_Work required_:
Reproduce every line of the material below word for word, with no changes.
────────────────────────────────────────
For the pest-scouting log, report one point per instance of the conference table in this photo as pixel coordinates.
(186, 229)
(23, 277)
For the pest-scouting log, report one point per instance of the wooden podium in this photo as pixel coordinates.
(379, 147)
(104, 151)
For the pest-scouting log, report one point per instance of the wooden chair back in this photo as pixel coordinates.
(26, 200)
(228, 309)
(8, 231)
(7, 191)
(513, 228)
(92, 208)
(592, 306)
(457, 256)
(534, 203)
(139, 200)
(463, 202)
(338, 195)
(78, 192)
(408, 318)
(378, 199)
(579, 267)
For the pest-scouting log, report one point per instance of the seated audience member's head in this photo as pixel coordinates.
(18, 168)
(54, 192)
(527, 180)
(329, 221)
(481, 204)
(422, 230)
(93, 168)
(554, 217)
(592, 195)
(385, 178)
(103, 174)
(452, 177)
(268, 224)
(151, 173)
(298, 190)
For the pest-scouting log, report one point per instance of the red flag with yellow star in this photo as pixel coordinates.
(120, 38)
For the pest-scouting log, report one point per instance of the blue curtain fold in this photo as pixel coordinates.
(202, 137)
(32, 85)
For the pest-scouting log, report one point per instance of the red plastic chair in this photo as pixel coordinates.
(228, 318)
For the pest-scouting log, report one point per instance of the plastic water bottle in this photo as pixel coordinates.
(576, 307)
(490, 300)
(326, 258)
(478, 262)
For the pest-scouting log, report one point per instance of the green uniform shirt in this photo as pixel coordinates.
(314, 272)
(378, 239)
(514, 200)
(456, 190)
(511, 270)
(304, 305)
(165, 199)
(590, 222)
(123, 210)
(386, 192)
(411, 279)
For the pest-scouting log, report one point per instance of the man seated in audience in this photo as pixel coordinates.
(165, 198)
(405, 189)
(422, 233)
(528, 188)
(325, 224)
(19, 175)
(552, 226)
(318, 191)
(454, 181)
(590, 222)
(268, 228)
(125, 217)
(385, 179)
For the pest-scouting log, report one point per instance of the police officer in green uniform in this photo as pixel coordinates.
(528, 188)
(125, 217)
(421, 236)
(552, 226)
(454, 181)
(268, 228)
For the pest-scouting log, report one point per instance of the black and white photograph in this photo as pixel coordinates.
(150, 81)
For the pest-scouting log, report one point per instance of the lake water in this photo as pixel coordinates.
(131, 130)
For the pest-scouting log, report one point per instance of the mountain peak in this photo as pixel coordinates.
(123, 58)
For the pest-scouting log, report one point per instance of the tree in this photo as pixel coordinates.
────────────────────────────────────────
_Response below_:
For the pest-scouting log, report one point per instance of the conference table in this photo as pixel coordinates.
(186, 229)
(23, 277)
For the pest-scouting log, report one point per instance of the wooden podium in this photo as pixel coordinates.
(379, 147)
(104, 151)
For the pest-scouting log, report one point per instance of the wooden chair back in this photo as pixel coordinates.
(26, 200)
(228, 309)
(8, 231)
(7, 191)
(513, 228)
(92, 208)
(592, 306)
(457, 256)
(534, 203)
(139, 200)
(463, 202)
(338, 195)
(78, 192)
(408, 318)
(378, 199)
(579, 267)
For the pest-scouting log, report one point per instance of the seated audience member's head in this photo as pixel coordinates.
(18, 168)
(54, 192)
(527, 180)
(329, 221)
(481, 204)
(422, 230)
(93, 168)
(554, 217)
(592, 195)
(385, 178)
(103, 174)
(452, 177)
(268, 224)
(151, 173)
(298, 190)
For the pest-scouting log, report one point per instance of the red flag with yellow star in this photo as pixel coordinates.
(120, 38)
For the pest-scouting log, report one point per instance of the blue curtain fold in this photo as pixel coordinates.
(202, 137)
(32, 85)
For the pest-scouting log, report one point per instance of the red plastic chair in this photo as pixel coordinates.
(228, 318)
For the pest-scouting log, report one point per instance of the plastic water bottle in this photo as pixel coordinates.
(576, 307)
(490, 300)
(326, 258)
(478, 262)
For the pest-scouting log, report one point per instance of the green uniform shirt in this photo as pixel coordinates.
(314, 272)
(378, 239)
(514, 200)
(456, 190)
(511, 270)
(304, 305)
(165, 199)
(590, 222)
(123, 210)
(386, 192)
(411, 279)
For the pest-scouting log, report one point per instance of the man seated in audience in this photo as pixel coordinates.
(165, 198)
(405, 189)
(422, 233)
(528, 188)
(325, 224)
(19, 175)
(552, 226)
(318, 191)
(454, 181)
(590, 222)
(268, 228)
(125, 217)
(385, 179)
For the pest-scouting log, report one point per instance of the police officer in green uniform in this photo as pixel coordinates.
(528, 188)
(125, 217)
(421, 236)
(552, 226)
(454, 181)
(268, 228)
For the pest-scouting log, report one point per instance of the black and white photograph in this photo as pixel coordinates.
(150, 81)
For the pest-scouting log, report one point per instance of the lake water in this photo as pixel coordinates.
(131, 130)
For the pest-scouting log, report one point per instance of the mountain peak in this photo as pixel coordinates.
(123, 58)
For the pest-scouting log, report one point per instance of the tree in this photo as pixel coordinates.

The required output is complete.